**Document section**:
# # # # #

Research Question

In this paper, we show an avenue for aligning language models with user intent on a wide range of tasks by fine-tuning with human feedback.
We collect a dataset of labeler demonstrations of the desired model behavior, which we use to fine-tune GPT-3 using supervised learning
We then collect a dataset of rankings of model outputs, which we use to further fine-tune this supervised model using reinforcement learning from human feedback.

Methods and experimental details

High-level methodology

Our methodology follows that of Ziegler et al. (2019) and Stiennon et al. (2020), who applied it in the stylistic continuation and summarization domains. We apply the following three steps

Collect demonstration data, and train a supervised policy.
1. Our labelers provide demonstrations of the desired behavior on the input prompt distribution
2. We then fine-tune a pretrained GPT-3 model on this data using supervised learning.
Collect comparison data, and train a reward model.
1. We collect a dataset of comparisons between model outputs, where labelers indicate which output they prefer for a given input.
2. We then train a reward model to predict the human-preferred output.
Optimize a policy against the reward model using PPO.
1. We use the output of the RM as a scalar reward.
2. We fine-tune the supervised policy to optimize this reward using the PPO algorithm

Steps 2 and 3 can be iterated continuously; more comparison data is collected on the current best policy, which is used to train a new RM and then a new policy.

In practice, most of our comparison data comes from our supervised policies, with some coming from our PPO policies.

Dataset

Prompts

Source:
- Our prompt dataset consists primarily of text prompts submitted to the OpenAI API (and the prompts written by labelers at the beginning),
- specifically those using an earlier version of the InstructGPT models (trained via supervised learning on a subset of our demonstration data) on the Playground interface
- We limit the number of prompts to 200 per user ID
- the validation and test sets contain no data from users whose data is in the training set.

# # # # #

**Dataset entries**:
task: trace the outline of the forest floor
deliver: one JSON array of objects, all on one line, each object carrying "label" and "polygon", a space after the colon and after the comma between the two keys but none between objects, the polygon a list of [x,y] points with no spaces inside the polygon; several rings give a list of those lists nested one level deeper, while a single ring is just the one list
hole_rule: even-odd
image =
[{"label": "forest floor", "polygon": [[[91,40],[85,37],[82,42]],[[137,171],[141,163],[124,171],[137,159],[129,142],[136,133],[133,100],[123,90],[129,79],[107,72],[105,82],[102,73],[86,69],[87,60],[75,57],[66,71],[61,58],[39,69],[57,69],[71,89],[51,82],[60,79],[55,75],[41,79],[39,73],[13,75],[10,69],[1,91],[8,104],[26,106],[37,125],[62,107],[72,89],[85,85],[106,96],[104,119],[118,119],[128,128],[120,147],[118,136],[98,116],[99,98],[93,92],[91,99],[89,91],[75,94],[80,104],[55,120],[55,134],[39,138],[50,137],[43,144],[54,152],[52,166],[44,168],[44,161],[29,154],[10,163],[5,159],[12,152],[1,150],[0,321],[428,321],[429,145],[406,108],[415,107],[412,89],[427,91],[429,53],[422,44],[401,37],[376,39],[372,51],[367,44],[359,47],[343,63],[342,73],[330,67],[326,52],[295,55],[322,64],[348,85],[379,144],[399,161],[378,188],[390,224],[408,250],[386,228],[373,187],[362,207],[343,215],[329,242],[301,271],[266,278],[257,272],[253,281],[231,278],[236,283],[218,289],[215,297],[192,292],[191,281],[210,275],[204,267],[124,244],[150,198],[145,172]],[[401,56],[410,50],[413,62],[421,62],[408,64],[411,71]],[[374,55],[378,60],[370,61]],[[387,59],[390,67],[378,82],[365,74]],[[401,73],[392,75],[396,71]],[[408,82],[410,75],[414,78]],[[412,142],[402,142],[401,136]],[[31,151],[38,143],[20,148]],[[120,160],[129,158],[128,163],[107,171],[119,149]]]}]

# # # # #

**Task description**:
Answer these questions from the text on fine-tuning language models with human feedback:
(a) Which algorithm is used to fine-tune the supervised policy to optimize the reward?
(b) Where does most of the comparison data come from?
(c) What is the limit on prompts per user ID?

**Output for this task**:
(a) The PPO algorithm.
(b) The supervised policies, with some coming from the PPO policies.
(c) 200 prompts per user ID.